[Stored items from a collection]
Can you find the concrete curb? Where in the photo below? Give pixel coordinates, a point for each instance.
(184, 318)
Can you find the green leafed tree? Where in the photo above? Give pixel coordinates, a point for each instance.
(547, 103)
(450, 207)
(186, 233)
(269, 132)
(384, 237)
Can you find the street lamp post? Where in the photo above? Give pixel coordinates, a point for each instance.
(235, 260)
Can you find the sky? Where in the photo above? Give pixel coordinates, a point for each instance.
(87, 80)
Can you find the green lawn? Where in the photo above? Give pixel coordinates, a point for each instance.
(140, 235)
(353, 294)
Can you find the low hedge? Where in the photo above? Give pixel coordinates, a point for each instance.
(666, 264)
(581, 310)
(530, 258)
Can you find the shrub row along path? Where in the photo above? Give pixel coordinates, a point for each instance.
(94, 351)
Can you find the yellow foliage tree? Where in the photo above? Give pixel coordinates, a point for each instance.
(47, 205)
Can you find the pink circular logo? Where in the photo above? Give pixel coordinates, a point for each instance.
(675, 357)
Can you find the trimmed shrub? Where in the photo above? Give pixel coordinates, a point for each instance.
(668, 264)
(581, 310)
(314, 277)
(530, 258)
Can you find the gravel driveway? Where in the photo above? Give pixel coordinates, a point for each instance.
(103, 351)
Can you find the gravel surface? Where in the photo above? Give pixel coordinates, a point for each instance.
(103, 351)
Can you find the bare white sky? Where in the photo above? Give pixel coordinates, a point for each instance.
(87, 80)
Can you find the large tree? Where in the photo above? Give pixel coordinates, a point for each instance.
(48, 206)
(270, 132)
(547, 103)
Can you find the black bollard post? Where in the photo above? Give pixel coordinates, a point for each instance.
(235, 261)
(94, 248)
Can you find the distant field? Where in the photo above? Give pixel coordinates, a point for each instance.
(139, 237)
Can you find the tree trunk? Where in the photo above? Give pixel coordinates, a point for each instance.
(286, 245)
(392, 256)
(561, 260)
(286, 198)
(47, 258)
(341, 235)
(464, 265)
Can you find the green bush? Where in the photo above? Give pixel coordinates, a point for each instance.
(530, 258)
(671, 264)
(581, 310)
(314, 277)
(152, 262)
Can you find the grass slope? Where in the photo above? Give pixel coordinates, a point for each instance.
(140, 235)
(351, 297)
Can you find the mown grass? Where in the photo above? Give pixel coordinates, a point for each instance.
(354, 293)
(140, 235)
---
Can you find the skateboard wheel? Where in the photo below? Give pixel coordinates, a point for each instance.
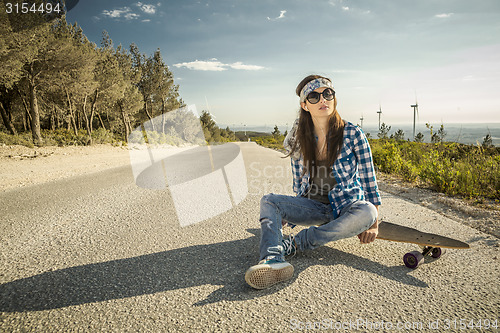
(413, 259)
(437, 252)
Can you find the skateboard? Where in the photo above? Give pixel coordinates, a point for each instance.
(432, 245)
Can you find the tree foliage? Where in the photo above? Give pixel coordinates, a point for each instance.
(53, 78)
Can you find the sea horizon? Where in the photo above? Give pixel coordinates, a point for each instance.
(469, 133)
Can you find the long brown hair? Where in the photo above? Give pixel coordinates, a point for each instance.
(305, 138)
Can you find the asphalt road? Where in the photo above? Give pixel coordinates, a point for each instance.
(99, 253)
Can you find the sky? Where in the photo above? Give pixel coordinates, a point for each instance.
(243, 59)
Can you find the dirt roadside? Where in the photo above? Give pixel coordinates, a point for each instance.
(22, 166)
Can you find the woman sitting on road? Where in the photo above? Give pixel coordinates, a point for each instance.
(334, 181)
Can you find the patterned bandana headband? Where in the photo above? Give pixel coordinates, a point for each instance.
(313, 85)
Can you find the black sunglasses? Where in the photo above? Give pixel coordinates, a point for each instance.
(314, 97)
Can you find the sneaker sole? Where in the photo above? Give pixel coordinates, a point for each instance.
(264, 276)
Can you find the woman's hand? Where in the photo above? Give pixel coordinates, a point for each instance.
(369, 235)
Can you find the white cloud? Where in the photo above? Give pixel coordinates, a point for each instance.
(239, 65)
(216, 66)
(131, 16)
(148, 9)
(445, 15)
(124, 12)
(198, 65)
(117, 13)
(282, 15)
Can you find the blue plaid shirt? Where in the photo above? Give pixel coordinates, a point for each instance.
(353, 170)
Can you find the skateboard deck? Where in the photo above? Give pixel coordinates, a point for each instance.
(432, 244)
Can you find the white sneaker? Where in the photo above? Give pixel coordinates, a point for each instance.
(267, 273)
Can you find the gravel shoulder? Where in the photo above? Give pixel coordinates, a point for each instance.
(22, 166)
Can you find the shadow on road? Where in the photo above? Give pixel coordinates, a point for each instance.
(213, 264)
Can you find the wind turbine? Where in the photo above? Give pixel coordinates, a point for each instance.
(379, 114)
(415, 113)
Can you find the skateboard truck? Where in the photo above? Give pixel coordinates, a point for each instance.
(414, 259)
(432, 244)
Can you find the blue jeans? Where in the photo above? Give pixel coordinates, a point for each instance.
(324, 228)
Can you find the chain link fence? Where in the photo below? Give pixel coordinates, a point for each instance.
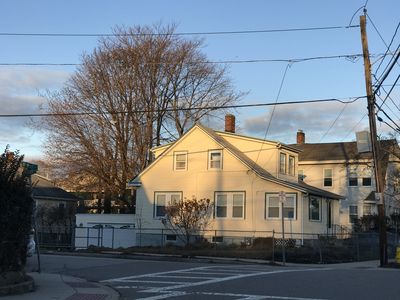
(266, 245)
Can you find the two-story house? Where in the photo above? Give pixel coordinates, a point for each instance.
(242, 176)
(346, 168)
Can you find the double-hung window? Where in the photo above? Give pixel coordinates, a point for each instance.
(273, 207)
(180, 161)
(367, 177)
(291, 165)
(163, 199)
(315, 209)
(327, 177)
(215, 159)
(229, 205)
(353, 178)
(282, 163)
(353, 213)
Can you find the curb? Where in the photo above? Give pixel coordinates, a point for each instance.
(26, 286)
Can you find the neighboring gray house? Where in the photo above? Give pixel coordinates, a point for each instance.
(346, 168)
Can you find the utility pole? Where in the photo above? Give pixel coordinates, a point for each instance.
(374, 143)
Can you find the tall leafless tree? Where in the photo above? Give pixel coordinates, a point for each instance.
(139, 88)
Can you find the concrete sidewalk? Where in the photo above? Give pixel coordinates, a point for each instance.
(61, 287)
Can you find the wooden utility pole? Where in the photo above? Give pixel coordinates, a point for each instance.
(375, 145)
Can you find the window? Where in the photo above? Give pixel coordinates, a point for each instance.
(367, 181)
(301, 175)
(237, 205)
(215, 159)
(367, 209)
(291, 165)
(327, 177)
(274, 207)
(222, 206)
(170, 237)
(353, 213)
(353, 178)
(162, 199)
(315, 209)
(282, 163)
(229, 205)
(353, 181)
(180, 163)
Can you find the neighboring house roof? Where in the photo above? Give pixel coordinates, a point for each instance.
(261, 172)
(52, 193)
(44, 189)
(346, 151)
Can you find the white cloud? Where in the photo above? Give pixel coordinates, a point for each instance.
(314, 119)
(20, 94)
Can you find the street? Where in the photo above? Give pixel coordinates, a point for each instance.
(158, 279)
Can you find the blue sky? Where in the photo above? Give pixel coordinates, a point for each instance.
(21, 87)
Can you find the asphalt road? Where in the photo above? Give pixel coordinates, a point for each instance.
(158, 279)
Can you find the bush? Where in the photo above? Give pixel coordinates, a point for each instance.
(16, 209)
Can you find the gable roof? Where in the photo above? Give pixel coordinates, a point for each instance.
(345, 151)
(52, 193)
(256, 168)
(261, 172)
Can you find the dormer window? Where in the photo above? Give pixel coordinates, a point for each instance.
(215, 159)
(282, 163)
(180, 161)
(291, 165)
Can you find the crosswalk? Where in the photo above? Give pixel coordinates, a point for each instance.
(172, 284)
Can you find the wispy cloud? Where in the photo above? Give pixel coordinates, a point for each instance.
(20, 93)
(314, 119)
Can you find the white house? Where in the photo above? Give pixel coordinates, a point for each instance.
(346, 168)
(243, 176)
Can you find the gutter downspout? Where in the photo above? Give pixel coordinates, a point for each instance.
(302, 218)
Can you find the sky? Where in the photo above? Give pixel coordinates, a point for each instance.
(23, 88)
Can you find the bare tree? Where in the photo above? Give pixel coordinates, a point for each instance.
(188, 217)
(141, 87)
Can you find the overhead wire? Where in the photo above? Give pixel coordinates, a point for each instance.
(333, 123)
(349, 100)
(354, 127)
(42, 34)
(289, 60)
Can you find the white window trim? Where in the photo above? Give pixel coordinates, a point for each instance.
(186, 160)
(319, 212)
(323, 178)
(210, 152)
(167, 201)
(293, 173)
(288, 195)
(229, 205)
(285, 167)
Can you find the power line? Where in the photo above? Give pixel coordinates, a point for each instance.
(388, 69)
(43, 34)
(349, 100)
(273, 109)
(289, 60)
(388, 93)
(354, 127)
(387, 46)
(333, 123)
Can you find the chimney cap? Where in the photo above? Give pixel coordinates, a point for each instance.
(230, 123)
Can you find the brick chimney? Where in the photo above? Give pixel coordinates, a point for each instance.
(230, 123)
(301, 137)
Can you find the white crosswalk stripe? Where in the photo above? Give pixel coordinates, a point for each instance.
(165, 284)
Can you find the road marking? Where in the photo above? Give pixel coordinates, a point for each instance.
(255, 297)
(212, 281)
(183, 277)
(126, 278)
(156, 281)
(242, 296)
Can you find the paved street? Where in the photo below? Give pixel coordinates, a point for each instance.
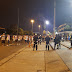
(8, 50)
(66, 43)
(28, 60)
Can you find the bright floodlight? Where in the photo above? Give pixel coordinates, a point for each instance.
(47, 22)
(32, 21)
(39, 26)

▶ [Stated goal]:
Can you locate each row containing the word "black" and copy it out in full? Case counts when matching.

▶ [Response]:
Can you find the black bollard post? Where in the photo above? Give pixel coordinates, a point for each instance.
Can you find the black sunglasses? Where in the photo above? Give pixel coordinates, a point for each instance.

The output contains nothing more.